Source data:
________

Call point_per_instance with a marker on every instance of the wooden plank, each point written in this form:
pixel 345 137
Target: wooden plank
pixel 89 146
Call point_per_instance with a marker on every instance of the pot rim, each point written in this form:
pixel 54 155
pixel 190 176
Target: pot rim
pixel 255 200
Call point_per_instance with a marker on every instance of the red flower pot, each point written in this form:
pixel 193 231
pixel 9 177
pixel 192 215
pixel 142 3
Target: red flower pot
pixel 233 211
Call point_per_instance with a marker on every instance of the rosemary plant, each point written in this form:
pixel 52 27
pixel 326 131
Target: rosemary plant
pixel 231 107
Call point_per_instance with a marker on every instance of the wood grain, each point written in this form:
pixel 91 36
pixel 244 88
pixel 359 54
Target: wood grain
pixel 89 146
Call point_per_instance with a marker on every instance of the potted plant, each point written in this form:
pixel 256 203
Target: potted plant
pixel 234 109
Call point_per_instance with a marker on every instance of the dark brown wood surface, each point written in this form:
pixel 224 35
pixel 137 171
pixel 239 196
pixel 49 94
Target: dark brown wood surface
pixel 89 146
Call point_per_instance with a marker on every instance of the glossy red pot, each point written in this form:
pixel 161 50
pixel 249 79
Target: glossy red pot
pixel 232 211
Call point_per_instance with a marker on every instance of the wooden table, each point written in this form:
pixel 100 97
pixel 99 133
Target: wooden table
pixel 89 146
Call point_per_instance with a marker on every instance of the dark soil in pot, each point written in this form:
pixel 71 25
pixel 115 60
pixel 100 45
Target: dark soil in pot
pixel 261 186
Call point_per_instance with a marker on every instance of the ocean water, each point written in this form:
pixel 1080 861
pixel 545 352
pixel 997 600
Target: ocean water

________

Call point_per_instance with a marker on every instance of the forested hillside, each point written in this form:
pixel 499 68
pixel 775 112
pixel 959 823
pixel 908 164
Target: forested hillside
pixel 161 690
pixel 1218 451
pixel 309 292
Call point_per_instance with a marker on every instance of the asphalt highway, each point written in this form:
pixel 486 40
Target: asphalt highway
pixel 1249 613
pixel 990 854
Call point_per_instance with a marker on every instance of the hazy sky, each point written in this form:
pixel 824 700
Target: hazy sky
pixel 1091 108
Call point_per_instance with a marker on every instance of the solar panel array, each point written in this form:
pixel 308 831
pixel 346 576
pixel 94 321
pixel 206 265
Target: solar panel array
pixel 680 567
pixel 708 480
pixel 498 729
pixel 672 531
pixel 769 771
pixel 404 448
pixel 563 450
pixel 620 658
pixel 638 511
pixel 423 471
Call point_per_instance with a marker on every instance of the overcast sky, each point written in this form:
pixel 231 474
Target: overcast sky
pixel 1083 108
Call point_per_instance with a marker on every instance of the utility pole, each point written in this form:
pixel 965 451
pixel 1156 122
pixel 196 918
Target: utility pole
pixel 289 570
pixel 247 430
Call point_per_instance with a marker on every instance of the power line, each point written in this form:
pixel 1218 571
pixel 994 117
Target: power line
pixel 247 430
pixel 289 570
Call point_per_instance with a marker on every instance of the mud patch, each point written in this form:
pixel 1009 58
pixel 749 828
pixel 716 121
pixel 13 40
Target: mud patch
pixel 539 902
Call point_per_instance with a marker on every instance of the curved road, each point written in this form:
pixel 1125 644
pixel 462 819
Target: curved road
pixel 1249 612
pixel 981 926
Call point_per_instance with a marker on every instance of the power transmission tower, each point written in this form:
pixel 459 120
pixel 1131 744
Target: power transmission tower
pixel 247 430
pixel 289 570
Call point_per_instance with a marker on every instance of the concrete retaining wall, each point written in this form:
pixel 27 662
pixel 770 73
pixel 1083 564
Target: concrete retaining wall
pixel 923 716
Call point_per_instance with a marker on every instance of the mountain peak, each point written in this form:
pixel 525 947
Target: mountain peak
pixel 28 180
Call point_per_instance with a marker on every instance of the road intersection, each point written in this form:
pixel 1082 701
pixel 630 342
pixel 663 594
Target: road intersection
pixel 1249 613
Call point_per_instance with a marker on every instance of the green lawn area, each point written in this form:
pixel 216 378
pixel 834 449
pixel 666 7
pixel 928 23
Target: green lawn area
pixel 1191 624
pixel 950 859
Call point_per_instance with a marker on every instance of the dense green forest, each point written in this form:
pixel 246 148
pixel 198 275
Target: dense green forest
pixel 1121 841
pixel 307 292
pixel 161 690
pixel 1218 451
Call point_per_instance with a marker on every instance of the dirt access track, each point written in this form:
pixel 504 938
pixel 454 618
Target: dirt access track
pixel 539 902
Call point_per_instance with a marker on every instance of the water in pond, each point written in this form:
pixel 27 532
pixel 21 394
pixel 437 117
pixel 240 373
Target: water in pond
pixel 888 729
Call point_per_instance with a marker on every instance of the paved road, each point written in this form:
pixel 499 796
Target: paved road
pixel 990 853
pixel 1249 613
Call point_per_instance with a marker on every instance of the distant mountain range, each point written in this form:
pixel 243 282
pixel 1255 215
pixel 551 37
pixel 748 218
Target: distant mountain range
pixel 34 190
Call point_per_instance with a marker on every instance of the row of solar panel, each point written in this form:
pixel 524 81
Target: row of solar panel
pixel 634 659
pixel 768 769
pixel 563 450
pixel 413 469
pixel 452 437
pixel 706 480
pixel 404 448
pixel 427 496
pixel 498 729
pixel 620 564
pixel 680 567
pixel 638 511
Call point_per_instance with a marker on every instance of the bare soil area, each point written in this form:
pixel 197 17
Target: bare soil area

________

**Instruction**
Arrange the listing from the line with "of the forested" up to and including the line with "pixel 309 292" as a Markdown table with the columns Row and Line, leaving out any blank lines.

**Result for this task**
| Row | Line |
|---|---|
| 1 | Call point_per_instance with a marker on every instance of the forested hillside, each point written in this form: |
| 2 | pixel 499 68 |
| 3 | pixel 775 112 |
| 4 | pixel 959 823 |
| 5 | pixel 908 164 |
| 6 | Target: forested hillside |
| 7 | pixel 161 690 |
| 8 | pixel 1218 451 |
| 9 | pixel 309 292 |